Natural language region descriptions:

[Start of Attachment]

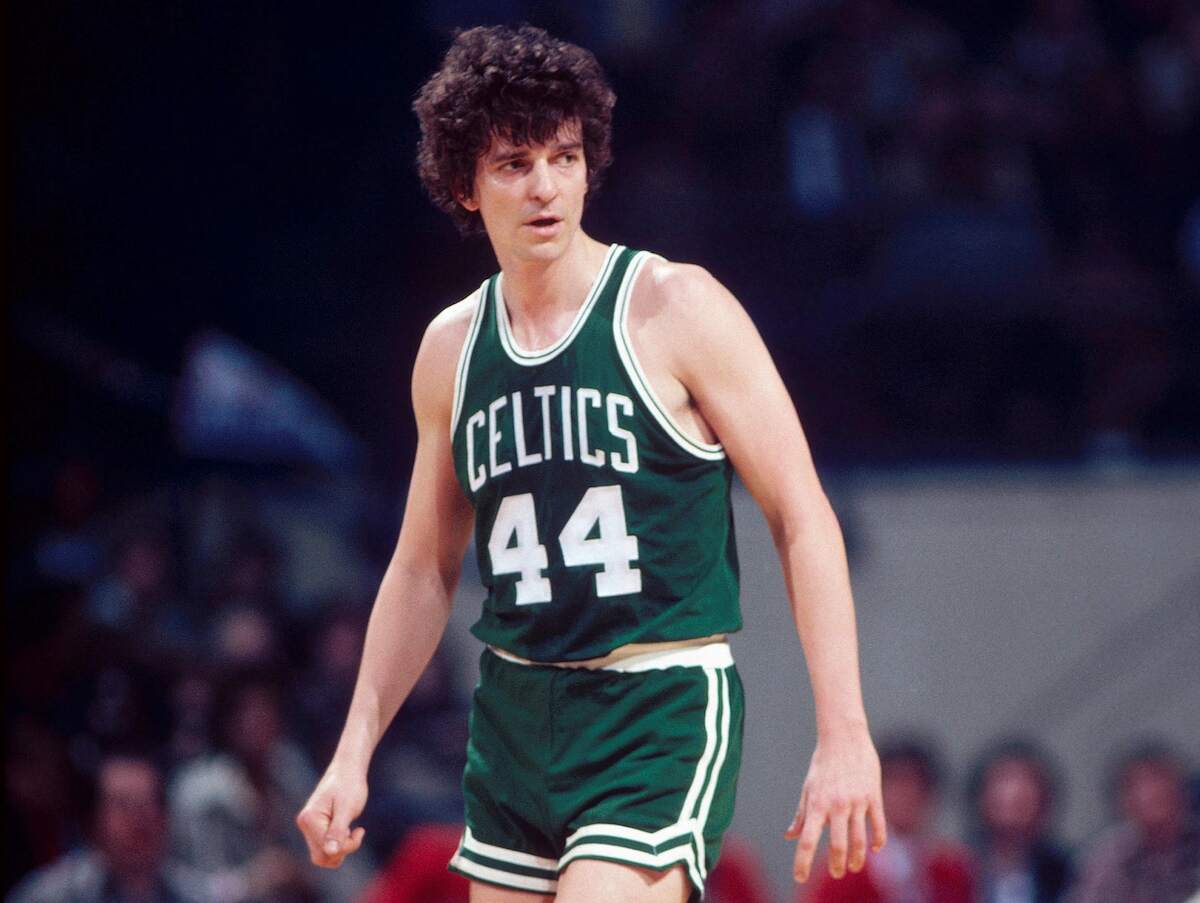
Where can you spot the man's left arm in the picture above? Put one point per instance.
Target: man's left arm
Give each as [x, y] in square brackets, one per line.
[726, 368]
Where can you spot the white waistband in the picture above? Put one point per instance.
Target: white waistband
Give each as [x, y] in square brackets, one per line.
[711, 655]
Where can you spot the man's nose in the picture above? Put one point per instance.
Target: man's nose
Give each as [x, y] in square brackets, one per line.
[541, 184]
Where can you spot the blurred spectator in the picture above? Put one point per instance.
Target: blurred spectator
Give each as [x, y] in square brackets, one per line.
[232, 811]
[69, 548]
[916, 866]
[137, 603]
[126, 860]
[417, 871]
[1152, 855]
[1012, 799]
[37, 797]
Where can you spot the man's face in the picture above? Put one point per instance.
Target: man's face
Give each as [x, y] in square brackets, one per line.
[531, 196]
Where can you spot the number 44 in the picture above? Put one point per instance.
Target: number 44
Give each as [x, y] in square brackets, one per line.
[515, 549]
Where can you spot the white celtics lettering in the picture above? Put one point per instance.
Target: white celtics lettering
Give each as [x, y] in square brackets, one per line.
[589, 424]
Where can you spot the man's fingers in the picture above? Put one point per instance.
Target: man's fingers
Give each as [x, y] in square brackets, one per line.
[857, 853]
[351, 844]
[797, 825]
[807, 847]
[879, 825]
[313, 825]
[838, 832]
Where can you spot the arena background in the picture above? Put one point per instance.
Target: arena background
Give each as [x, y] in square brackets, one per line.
[970, 233]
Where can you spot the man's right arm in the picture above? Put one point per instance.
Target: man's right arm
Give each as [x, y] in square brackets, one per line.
[413, 603]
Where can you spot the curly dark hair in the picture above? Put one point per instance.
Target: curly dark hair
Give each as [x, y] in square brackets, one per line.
[520, 84]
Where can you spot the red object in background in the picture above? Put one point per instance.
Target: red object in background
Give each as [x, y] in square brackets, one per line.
[737, 877]
[417, 872]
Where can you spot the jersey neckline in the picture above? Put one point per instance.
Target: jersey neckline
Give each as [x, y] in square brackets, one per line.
[540, 356]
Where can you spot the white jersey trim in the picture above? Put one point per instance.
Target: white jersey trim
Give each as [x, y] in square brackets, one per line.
[709, 655]
[706, 450]
[533, 358]
[468, 346]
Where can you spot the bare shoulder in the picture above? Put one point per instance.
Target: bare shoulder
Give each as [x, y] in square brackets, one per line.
[684, 306]
[437, 359]
[678, 288]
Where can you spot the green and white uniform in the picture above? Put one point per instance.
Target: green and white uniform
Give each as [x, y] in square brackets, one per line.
[598, 524]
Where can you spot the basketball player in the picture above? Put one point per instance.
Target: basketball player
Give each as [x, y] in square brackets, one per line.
[585, 412]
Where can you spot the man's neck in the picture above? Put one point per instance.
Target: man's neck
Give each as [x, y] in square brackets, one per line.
[535, 288]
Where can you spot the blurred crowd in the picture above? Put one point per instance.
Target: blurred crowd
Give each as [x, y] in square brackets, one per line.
[971, 227]
[168, 710]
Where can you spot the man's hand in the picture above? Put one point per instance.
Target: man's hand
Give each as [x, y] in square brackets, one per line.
[327, 817]
[843, 790]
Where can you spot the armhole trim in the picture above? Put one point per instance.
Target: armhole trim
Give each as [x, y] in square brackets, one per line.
[706, 450]
[468, 346]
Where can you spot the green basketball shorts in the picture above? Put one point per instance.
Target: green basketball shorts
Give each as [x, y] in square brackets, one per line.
[635, 763]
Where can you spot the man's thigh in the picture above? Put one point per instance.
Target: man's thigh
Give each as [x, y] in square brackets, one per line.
[588, 880]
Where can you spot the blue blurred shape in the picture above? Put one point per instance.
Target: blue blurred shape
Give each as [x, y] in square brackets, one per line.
[234, 404]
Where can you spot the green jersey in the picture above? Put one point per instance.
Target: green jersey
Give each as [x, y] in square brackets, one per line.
[598, 521]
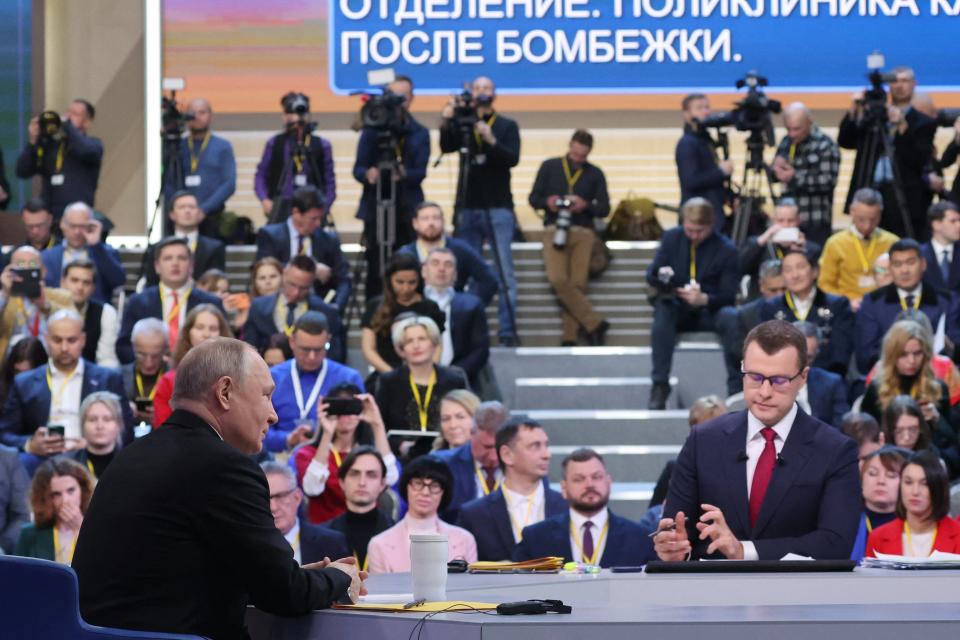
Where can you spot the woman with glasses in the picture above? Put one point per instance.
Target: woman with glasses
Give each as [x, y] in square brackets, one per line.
[427, 486]
[923, 524]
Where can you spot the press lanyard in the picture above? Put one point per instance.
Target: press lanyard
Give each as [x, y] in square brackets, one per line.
[423, 406]
[298, 391]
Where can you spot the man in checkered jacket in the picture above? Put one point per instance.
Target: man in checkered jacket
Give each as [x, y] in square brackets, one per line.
[807, 163]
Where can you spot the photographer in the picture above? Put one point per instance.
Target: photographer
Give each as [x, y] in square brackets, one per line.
[911, 133]
[807, 163]
[572, 193]
[494, 147]
[296, 157]
[64, 155]
[702, 174]
[410, 145]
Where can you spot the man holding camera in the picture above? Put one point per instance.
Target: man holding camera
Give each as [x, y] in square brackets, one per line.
[66, 157]
[409, 151]
[572, 193]
[486, 209]
[292, 159]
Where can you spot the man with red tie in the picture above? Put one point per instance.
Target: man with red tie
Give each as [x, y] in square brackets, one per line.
[771, 480]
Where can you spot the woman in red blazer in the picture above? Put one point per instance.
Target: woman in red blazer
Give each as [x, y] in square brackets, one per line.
[922, 524]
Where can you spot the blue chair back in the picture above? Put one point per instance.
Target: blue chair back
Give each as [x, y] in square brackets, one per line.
[41, 600]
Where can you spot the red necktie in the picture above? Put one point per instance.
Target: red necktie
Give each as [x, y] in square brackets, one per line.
[762, 474]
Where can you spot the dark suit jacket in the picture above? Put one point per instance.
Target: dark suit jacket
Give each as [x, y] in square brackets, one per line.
[146, 304]
[879, 311]
[210, 254]
[836, 321]
[106, 259]
[487, 519]
[472, 269]
[627, 544]
[274, 240]
[812, 504]
[28, 404]
[260, 325]
[171, 541]
[827, 395]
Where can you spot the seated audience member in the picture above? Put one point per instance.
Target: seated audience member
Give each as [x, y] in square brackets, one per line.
[426, 485]
[51, 395]
[473, 272]
[14, 483]
[302, 234]
[59, 496]
[99, 318]
[81, 240]
[589, 532]
[23, 315]
[362, 476]
[805, 302]
[402, 293]
[846, 265]
[171, 300]
[308, 542]
[825, 396]
[456, 419]
[409, 396]
[279, 312]
[695, 274]
[880, 479]
[474, 465]
[101, 419]
[880, 308]
[301, 381]
[187, 216]
[923, 524]
[465, 338]
[204, 321]
[497, 520]
[317, 463]
[733, 323]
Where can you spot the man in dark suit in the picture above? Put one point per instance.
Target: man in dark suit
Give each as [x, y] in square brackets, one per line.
[213, 545]
[303, 234]
[187, 216]
[170, 300]
[695, 274]
[880, 308]
[589, 532]
[278, 313]
[51, 395]
[768, 481]
[524, 498]
[942, 251]
[81, 239]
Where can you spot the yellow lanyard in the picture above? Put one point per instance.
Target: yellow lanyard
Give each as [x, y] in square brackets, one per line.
[423, 406]
[933, 541]
[195, 159]
[571, 179]
[596, 548]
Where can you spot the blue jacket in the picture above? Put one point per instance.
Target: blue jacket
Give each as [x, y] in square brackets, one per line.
[626, 545]
[811, 506]
[260, 325]
[717, 266]
[879, 311]
[472, 269]
[106, 259]
[487, 519]
[28, 405]
[147, 304]
[827, 395]
[836, 321]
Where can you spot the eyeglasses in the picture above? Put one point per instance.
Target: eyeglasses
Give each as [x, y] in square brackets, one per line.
[777, 382]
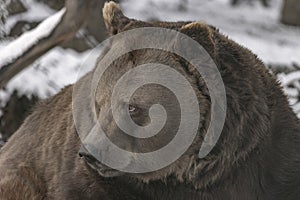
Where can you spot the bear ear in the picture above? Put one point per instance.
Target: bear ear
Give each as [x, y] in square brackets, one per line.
[114, 18]
[203, 34]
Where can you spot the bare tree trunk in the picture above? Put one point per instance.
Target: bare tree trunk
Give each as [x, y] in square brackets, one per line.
[77, 13]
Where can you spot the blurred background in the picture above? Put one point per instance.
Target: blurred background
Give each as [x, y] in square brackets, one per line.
[44, 42]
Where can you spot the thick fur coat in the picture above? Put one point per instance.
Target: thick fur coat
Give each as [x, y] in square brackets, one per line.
[256, 158]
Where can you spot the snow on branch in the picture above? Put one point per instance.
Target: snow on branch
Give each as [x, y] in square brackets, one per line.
[17, 48]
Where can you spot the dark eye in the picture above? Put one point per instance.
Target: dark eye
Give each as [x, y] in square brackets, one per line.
[132, 108]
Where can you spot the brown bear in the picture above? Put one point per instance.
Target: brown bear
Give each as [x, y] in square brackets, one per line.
[256, 157]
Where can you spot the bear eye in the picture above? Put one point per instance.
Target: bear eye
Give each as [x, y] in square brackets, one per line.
[132, 108]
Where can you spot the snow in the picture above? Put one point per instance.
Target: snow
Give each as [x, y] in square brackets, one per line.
[17, 47]
[255, 27]
[48, 75]
[35, 12]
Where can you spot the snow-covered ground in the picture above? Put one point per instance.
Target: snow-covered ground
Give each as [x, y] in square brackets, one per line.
[255, 27]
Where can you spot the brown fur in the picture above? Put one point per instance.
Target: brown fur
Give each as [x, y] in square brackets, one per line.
[257, 156]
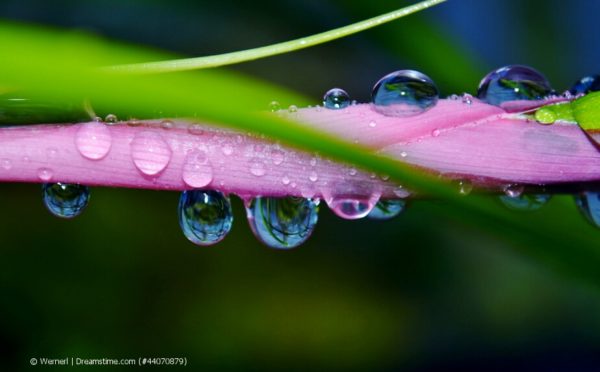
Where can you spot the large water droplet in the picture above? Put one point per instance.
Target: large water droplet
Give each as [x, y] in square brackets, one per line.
[93, 140]
[525, 202]
[150, 153]
[404, 93]
[65, 200]
[204, 216]
[336, 99]
[586, 85]
[197, 169]
[387, 209]
[511, 83]
[282, 223]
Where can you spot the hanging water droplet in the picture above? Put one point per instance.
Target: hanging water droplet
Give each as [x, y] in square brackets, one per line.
[257, 168]
[525, 202]
[336, 99]
[93, 140]
[511, 83]
[586, 85]
[282, 223]
[111, 119]
[514, 190]
[204, 216]
[65, 200]
[274, 106]
[404, 93]
[150, 153]
[197, 169]
[589, 205]
[352, 208]
[387, 209]
[45, 174]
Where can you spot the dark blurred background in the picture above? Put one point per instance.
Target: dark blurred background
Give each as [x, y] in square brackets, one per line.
[421, 292]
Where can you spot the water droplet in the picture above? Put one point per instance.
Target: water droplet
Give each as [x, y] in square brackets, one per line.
[514, 82]
[336, 99]
[274, 106]
[514, 190]
[465, 187]
[204, 216]
[45, 174]
[404, 93]
[93, 140]
[387, 209]
[196, 129]
[65, 200]
[586, 85]
[525, 202]
[197, 170]
[6, 164]
[282, 223]
[257, 168]
[111, 119]
[150, 153]
[352, 208]
[166, 124]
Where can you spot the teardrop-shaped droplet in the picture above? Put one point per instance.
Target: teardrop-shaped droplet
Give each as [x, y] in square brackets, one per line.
[150, 153]
[197, 169]
[282, 223]
[352, 208]
[387, 209]
[404, 93]
[512, 83]
[525, 202]
[93, 140]
[336, 99]
[586, 85]
[65, 200]
[204, 216]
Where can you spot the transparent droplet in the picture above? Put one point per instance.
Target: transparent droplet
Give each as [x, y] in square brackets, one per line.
[65, 200]
[93, 140]
[205, 217]
[111, 119]
[150, 152]
[511, 83]
[336, 99]
[586, 85]
[387, 209]
[525, 202]
[404, 93]
[282, 223]
[197, 169]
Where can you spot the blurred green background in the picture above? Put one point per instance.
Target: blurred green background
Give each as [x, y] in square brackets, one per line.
[421, 292]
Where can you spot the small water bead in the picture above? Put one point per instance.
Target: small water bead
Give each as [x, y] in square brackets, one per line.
[511, 83]
[589, 205]
[205, 217]
[197, 169]
[387, 209]
[404, 93]
[93, 140]
[336, 99]
[586, 85]
[525, 202]
[150, 152]
[65, 200]
[282, 223]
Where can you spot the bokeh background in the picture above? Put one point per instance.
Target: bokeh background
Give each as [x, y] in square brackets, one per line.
[421, 292]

[End of Attachment]

◆ Your instructions: Scan the entries above for the string "trim" and copy each line that contains it.

◆ Response area:
Where can you spot the white jersey trim in the picture above? Put one point per instance.
Target: white jersey trim
Where can you spot the armhole trim in the picture above? Put one point per instance.
Target: armhole trim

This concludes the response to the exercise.